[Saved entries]
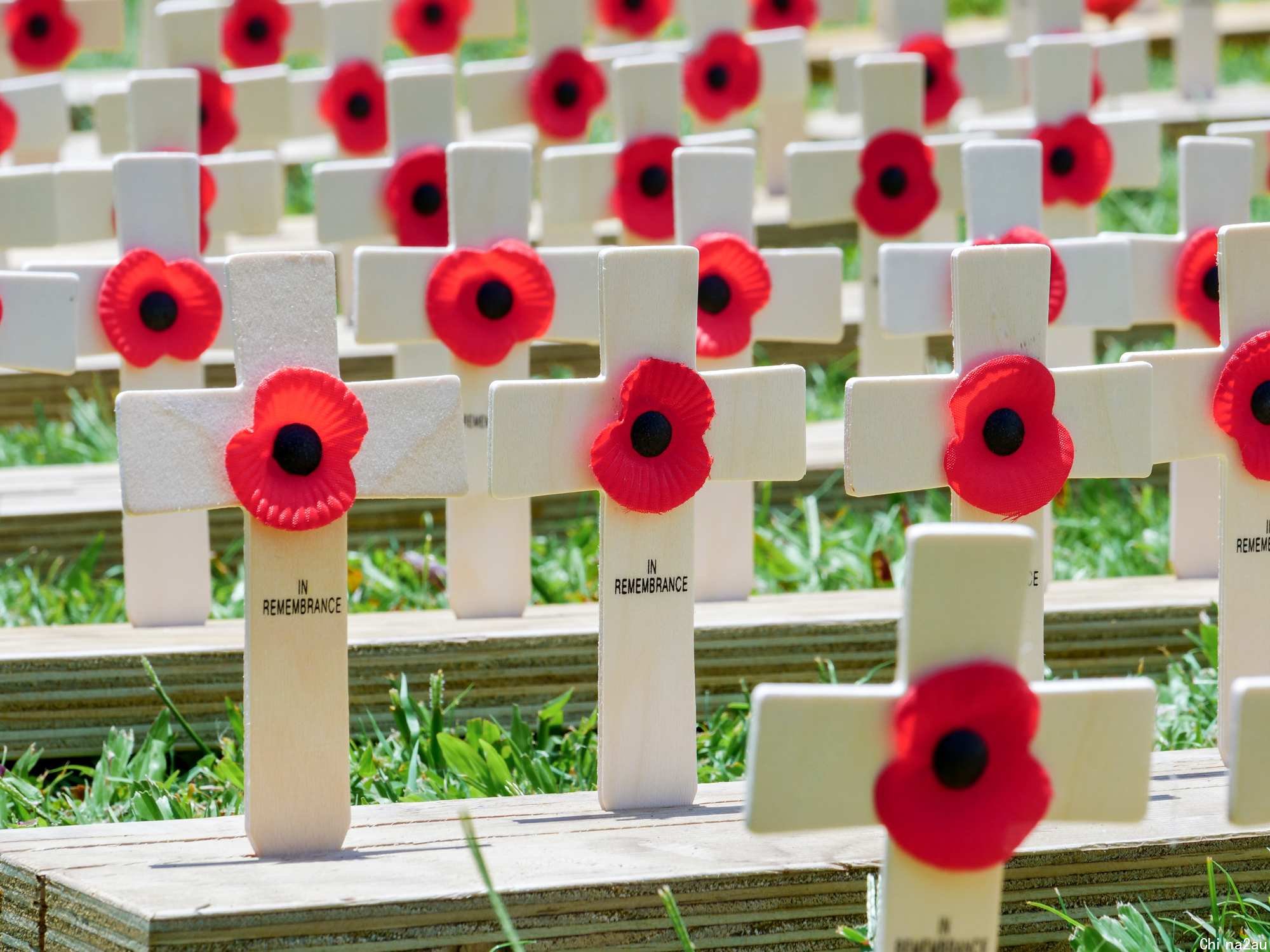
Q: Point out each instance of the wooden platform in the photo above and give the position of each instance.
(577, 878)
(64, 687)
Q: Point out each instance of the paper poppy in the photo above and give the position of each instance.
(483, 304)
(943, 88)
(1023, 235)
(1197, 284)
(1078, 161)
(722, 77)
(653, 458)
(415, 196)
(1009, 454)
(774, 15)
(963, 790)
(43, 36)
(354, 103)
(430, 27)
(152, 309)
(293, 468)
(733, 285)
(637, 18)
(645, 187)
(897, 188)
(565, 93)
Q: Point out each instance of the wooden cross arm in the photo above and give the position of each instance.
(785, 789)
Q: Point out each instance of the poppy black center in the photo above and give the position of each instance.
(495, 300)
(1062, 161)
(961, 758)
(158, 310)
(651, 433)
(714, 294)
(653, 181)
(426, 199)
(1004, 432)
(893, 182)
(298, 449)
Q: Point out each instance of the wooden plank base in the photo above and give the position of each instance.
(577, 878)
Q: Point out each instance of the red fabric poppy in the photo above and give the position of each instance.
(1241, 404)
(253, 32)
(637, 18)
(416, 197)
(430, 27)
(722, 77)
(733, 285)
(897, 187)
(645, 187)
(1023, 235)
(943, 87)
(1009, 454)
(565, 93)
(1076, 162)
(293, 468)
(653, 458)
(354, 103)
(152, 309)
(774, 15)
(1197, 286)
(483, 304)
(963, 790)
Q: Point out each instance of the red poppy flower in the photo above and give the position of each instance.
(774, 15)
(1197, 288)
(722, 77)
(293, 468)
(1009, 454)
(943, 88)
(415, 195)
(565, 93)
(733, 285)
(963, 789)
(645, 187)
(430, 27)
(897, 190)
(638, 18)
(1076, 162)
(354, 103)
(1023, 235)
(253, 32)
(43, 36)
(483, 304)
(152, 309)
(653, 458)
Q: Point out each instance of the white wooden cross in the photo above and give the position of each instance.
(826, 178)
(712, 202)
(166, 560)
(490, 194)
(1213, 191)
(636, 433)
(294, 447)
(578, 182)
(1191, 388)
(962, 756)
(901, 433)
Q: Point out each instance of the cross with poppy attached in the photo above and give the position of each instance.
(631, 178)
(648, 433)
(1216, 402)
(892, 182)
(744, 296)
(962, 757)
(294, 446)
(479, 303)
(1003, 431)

* **What is being asked**
Without the pictures, transcribe the listing above exactly.

* **Solution**
Q: Point out each instance of the wooden platform in the photo above and give the position of each instance.
(577, 878)
(64, 687)
Q: Point out each instance of the paper poppy in the photo above and give the position of each instance.
(483, 304)
(943, 88)
(1023, 235)
(1197, 284)
(1078, 161)
(722, 77)
(653, 458)
(415, 196)
(1009, 454)
(774, 15)
(963, 790)
(43, 36)
(354, 103)
(430, 27)
(152, 309)
(293, 468)
(733, 285)
(637, 18)
(645, 187)
(897, 188)
(565, 93)
Q: Point out each instance of the wooden cross arm in the photo above and give the position of each instance.
(785, 789)
Q: Point out each instance of the poppy black center in the photo above and give the position of each instance.
(495, 300)
(1062, 161)
(961, 758)
(158, 310)
(651, 433)
(714, 294)
(653, 181)
(426, 199)
(1004, 432)
(893, 182)
(298, 449)
Q: Point out each instance of the wooden plank base in the photo above and give the position of each instance.
(577, 878)
Q: Point out each instance of the red fabric poppy in the photo above and give the position of each instance.
(1241, 404)
(253, 32)
(637, 18)
(416, 197)
(430, 27)
(722, 77)
(733, 285)
(897, 187)
(645, 187)
(1023, 235)
(943, 87)
(1009, 454)
(565, 93)
(1076, 162)
(293, 468)
(653, 458)
(354, 103)
(152, 309)
(774, 15)
(1197, 286)
(483, 304)
(963, 790)
Q: Point out each instance of the red poppy flower in the photo above and give the position of each instance.
(774, 15)
(1197, 288)
(722, 77)
(293, 468)
(1009, 454)
(943, 88)
(415, 195)
(565, 93)
(733, 285)
(963, 789)
(645, 187)
(430, 27)
(897, 190)
(638, 18)
(1076, 162)
(354, 103)
(1023, 235)
(253, 32)
(43, 36)
(483, 304)
(152, 309)
(653, 458)
Q: Point out each instance of the white wooden cross in the photo above and give the position of each instance.
(826, 178)
(712, 202)
(166, 560)
(490, 194)
(1213, 191)
(636, 433)
(294, 447)
(578, 182)
(1191, 388)
(962, 756)
(901, 433)
Q: Point out each instance of the cross with poppy attached in the photo above and give the position of each instance.
(631, 178)
(648, 433)
(1216, 402)
(892, 182)
(744, 296)
(962, 757)
(294, 446)
(479, 303)
(1003, 431)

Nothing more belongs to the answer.